[BEGIN]

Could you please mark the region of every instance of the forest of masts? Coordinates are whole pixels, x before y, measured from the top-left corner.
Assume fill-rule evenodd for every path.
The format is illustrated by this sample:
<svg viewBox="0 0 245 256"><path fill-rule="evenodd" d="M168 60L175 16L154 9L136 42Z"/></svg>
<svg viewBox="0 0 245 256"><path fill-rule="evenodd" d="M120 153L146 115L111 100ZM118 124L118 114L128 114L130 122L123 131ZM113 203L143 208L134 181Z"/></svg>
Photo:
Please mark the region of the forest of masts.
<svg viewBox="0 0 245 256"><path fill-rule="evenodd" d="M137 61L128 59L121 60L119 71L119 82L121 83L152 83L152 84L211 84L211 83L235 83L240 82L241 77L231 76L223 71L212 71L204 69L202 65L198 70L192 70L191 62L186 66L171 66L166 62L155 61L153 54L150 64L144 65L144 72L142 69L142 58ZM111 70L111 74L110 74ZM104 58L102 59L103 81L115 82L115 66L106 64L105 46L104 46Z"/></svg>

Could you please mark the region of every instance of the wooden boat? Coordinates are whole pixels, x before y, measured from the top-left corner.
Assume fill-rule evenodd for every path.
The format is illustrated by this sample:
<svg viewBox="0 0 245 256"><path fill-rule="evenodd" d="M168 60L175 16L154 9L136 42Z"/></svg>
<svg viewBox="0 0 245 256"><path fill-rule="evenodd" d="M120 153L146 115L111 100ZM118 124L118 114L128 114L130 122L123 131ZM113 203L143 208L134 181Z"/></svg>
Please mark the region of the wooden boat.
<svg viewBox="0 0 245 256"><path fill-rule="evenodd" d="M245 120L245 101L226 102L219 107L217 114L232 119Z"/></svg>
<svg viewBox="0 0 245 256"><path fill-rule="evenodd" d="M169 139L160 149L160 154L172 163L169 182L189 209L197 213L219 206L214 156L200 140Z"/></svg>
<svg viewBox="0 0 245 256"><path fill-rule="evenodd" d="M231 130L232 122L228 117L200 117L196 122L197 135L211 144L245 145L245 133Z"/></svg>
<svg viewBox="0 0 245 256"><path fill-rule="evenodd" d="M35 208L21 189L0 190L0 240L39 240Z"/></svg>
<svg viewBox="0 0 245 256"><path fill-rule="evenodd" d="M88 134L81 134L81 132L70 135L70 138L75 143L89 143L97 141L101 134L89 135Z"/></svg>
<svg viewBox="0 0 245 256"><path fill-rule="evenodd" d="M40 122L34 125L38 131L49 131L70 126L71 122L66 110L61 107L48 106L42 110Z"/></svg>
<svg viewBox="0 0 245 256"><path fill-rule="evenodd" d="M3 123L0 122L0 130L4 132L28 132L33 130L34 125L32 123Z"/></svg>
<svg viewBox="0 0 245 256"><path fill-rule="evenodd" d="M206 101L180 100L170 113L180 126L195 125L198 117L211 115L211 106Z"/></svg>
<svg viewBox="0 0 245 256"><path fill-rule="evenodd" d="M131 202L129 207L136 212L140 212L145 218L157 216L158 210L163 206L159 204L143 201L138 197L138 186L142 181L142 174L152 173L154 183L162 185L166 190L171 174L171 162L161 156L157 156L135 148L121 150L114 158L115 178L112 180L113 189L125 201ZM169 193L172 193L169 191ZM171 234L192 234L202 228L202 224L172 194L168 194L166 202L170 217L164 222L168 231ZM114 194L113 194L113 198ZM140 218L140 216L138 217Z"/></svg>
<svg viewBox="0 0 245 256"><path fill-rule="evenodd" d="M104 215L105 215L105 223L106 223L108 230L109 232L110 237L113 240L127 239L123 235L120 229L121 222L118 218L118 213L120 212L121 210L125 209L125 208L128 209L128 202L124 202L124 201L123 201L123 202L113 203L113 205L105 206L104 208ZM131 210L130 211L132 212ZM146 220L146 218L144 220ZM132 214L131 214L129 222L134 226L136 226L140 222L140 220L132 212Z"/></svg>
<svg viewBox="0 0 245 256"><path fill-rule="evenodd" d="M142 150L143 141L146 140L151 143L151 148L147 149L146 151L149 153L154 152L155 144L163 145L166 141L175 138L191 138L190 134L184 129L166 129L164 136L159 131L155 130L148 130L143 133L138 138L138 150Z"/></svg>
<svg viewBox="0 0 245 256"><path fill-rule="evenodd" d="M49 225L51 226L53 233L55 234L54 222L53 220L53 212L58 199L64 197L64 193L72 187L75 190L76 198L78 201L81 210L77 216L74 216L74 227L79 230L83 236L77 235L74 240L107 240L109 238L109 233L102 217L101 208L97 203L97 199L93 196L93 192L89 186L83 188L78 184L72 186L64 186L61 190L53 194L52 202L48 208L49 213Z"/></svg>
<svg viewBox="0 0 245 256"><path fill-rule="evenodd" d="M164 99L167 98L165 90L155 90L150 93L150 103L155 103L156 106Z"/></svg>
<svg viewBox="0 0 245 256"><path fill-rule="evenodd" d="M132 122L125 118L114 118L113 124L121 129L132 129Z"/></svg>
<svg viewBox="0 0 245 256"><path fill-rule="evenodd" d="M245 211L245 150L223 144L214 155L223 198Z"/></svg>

[END]

Turn every line of the records above into one numbered list, leaving out the blank lines.

— ANSWER TO THIS PROBLEM —
1. Could you please mark the region of every instance of the forest of masts? Coordinates are whole pixels, x before y, measured from the top-left corner.
2. Assume fill-rule evenodd for every path.
3. The format is illustrated by this sample:
4. <svg viewBox="0 0 245 256"><path fill-rule="evenodd" d="M168 60L175 16L154 9L136 42Z"/></svg>
5. <svg viewBox="0 0 245 256"><path fill-rule="evenodd" d="M120 153L146 115L111 100ZM118 124L118 114L128 114L130 122L123 131ZM113 203L143 208L134 181Z"/></svg>
6. Photo:
7. Please mark the region of the forest of masts.
8. <svg viewBox="0 0 245 256"><path fill-rule="evenodd" d="M137 61L128 59L121 60L119 71L119 82L121 83L152 83L152 84L211 84L211 83L235 83L240 82L241 77L231 76L223 71L212 71L204 69L202 65L198 70L192 70L191 62L186 66L171 66L166 62L155 61L153 54L150 64L144 65L144 72L142 69L142 58ZM111 70L111 74L110 74ZM104 58L102 59L103 81L115 82L115 66L106 64L105 46L104 46Z"/></svg>
9. Could you please mark the region of every instance of the wooden boat? Coordinates are whole pixels, x before y, measured from the top-left corner.
10. Assume fill-rule evenodd for every path.
11. The format is illustrated by this sample:
12. <svg viewBox="0 0 245 256"><path fill-rule="evenodd" d="M168 60L175 16L154 9L136 42Z"/></svg>
13. <svg viewBox="0 0 245 256"><path fill-rule="evenodd" d="M120 153L146 115L111 100ZM118 124L118 114L128 114L130 122L123 131ZM113 203L143 208L134 181Z"/></svg>
14. Please mark the region of the wooden boat.
15. <svg viewBox="0 0 245 256"><path fill-rule="evenodd" d="M245 120L245 101L226 102L219 107L217 114L232 119Z"/></svg>
16. <svg viewBox="0 0 245 256"><path fill-rule="evenodd" d="M169 139L160 149L160 154L172 163L169 182L189 209L197 213L219 206L214 156L200 140Z"/></svg>
17. <svg viewBox="0 0 245 256"><path fill-rule="evenodd" d="M231 130L232 122L228 117L200 117L196 122L197 135L211 144L245 145L245 133Z"/></svg>
18. <svg viewBox="0 0 245 256"><path fill-rule="evenodd" d="M35 208L21 189L0 190L0 240L39 240Z"/></svg>
19. <svg viewBox="0 0 245 256"><path fill-rule="evenodd" d="M88 134L81 134L81 132L70 135L70 138L75 143L89 143L97 141L101 134L89 135Z"/></svg>
20. <svg viewBox="0 0 245 256"><path fill-rule="evenodd" d="M40 122L34 125L38 131L49 131L70 126L71 122L66 110L61 107L48 106L42 110Z"/></svg>
21. <svg viewBox="0 0 245 256"><path fill-rule="evenodd" d="M3 123L0 122L0 130L4 132L28 132L33 130L34 125L32 123Z"/></svg>
22. <svg viewBox="0 0 245 256"><path fill-rule="evenodd" d="M206 101L180 100L170 113L180 126L195 125L198 117L211 115L211 106Z"/></svg>
23. <svg viewBox="0 0 245 256"><path fill-rule="evenodd" d="M131 202L129 207L136 212L140 212L145 218L157 216L158 210L163 206L159 204L143 201L138 197L138 186L142 181L142 174L152 173L154 183L162 185L166 190L171 174L171 162L161 156L157 156L135 148L121 150L114 158L115 178L112 180L113 189L125 201ZM169 193L172 193L169 191ZM171 234L192 234L202 228L202 224L172 194L168 194L166 202L170 217L164 222L168 231ZM114 194L113 194L113 198ZM140 218L140 216L138 217Z"/></svg>
24. <svg viewBox="0 0 245 256"><path fill-rule="evenodd" d="M104 215L105 215L105 223L106 223L108 230L109 232L110 237L113 240L127 239L123 235L120 229L121 222L118 218L118 213L120 212L121 210L125 209L125 208L128 209L128 202L124 202L124 201L123 201L123 202L113 203L113 205L105 206L104 208ZM131 210L130 211L132 212ZM146 220L146 218L144 220ZM132 214L131 214L129 222L134 226L136 226L140 222L140 220L132 212Z"/></svg>
25. <svg viewBox="0 0 245 256"><path fill-rule="evenodd" d="M142 150L143 141L146 140L151 143L151 148L147 149L146 151L149 153L154 152L155 144L163 145L166 141L175 138L191 138L190 134L184 129L166 129L164 136L159 131L155 130L148 130L143 133L138 138L138 150Z"/></svg>
26. <svg viewBox="0 0 245 256"><path fill-rule="evenodd" d="M49 225L51 226L53 233L55 234L54 222L53 220L53 212L58 199L64 197L64 193L72 187L75 190L76 198L78 201L81 210L77 216L74 216L74 227L79 230L83 236L77 235L74 240L107 240L109 238L109 233L102 217L101 208L97 203L97 199L93 196L93 192L89 186L83 188L78 184L72 186L64 186L61 190L53 194L52 202L48 208L49 213Z"/></svg>
27. <svg viewBox="0 0 245 256"><path fill-rule="evenodd" d="M164 99L167 98L165 90L155 90L150 93L150 103L155 103L156 106Z"/></svg>
28. <svg viewBox="0 0 245 256"><path fill-rule="evenodd" d="M132 122L125 118L114 118L113 124L121 129L132 129Z"/></svg>
29. <svg viewBox="0 0 245 256"><path fill-rule="evenodd" d="M245 211L245 150L223 144L214 155L223 198Z"/></svg>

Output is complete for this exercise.